▸ Extract to read:
You make some arguments against these two:
The debate among reform activists between various voting methods (IRV, approval, Condorcet, score, STAR, etc.; as well as the understanding of proportional representation) has progressed substantially (emphasis mine) in the 20 years that I’ve been a part of it, and I think it can progress further.
Can you point to an example of this? Something the understanding of which has improved in the last 20 years. Also, are activists and the academia one and the same? Is this improved understanding because new theory was developed, or because the activists started understanding theory that had already been developed in the academia.
Voting reform has happened before in various contexts, and it should be expected that sooner or later and somewhere or other it will happen again. Will it happen in the particular ways and places I’d like it to? There’s no way to be sure either way, but I’d say that the probability is certainly over 1%,
The key question is not whether it will happen somewhere with a probability of at least 1%, but rather whether you or the people you inspire can move the needle with probability 1 in a millionth (or less), in a place that’s sufficiently big (or even bigger). Are you thinking of influencing the US Gov in particular? That would certainly qualify for a big entity. What are the wins that the voting reform movement has done in the past few years? ( I suppose the #1 USA example is Fargo, in North Dakota, that passed approval voting )
(There’s probably a lot of people unhappy with voting in some way, so if you can convince them that your proposal is going to make their group more powerful, maybe it’s not so hard).

Adrià Garriga-alonso 19 May 2019 21:18 UTC
4 points
on: Interpretations of “probability”
Frequentist statistics were invented in a (failed) attempt to keep subjectivity out of science in a time before humanity really understood the laws of probability theory
I’m a Bayesian, but do you have a source for this claim? It was my understanding that Frequentism was mostly promoted by Ron Fisher in the 20th century, well after the work of Bayes.
Synthesised from Wikipedia:
While the first cited frequentist work (the weak law of large numbers, 1713, Jacob Bernoulli, Frequentist probability) predates Bayes’ work (edited by Price in 1763, Bayes’ Theorem), it’s not by much. Further, according to the article on “Frequentist Probability”, “[Bernoulli] is also credited with some appreciation for subjective probability (prior to and without Bayes theorem).”

Collected data entries
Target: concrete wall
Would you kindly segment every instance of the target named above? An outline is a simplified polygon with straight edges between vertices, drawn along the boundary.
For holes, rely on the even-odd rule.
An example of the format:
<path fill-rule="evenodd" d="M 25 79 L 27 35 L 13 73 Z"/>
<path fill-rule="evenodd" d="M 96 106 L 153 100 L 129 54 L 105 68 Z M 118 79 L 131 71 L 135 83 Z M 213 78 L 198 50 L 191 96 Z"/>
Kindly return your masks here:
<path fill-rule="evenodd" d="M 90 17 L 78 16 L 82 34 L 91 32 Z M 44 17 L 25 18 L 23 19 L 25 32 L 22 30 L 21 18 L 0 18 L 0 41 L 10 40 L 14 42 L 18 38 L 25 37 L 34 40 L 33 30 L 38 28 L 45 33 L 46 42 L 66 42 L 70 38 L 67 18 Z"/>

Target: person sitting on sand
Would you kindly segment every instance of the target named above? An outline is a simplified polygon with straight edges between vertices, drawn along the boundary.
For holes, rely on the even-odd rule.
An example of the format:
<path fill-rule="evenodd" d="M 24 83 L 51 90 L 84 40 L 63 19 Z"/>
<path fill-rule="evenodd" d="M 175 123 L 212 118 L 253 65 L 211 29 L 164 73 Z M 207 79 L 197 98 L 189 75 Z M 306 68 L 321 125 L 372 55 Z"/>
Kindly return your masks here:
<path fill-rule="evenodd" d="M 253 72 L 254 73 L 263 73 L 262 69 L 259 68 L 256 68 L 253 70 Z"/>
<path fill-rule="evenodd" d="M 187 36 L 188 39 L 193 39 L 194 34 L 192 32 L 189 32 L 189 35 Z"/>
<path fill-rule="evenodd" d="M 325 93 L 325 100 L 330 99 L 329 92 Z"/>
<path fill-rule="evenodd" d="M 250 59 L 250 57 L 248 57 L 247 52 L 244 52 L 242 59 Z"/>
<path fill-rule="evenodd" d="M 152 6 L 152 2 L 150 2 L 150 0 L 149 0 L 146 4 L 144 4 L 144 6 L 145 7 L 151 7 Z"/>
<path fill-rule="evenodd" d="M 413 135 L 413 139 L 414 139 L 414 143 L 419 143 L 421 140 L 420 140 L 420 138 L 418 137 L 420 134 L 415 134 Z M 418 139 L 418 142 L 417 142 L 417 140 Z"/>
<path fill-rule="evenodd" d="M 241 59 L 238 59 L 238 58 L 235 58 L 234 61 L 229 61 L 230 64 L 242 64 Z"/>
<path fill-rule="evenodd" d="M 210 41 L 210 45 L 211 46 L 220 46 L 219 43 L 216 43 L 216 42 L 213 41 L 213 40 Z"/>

▸ What is required:
Continue the comment thread on voting reform and probability from where it stops. The records are separate material, unrelated to the comment thread.

▸ Result:
The ones that pushed frequentism in order to achieve objectivity were Fisher, Neyman and Pearson. From “Frequentist probability”: “All valued objectivity, so the best interpretation of probability available to them was frequentist”. Fisher did other nasty things, such as using the fact that causality is really hard to soundly establish to argue that tobacco was not proven to cause cancer. But nothing indicates that this was done out of not understanding the laws of probability theory.
AI scientists use the Bayesian interpretation
Sometimes yes, sometimes not. Even Bayesian AI scientists use frequentist statistics pretty often.
This post makes it sound like frequentism is useless and that is not true. The concepts of: a stochastic estimator for a quantity, and looking at whether it is biased, and its variance; were developed by frequentists to look at real world data. AI scientists use it to analyse algorithms like gradient descent, or approximate Bayesian inference schemes, but the tools are definitely useful.

Adrià Garriga-alonso 19 May 2019 21:21 UTC
1 point
in reply to: ryan_b’s comment on: Interpretations of “probability”
I clicked this because it seemed interesting, but reading the Q&A:
In atypical game we consider, one player offers bets, another decides how to bet, and a third decides the outcome of the bet. We often call the first player Forecaster, the second Skeptic, and the third Reality.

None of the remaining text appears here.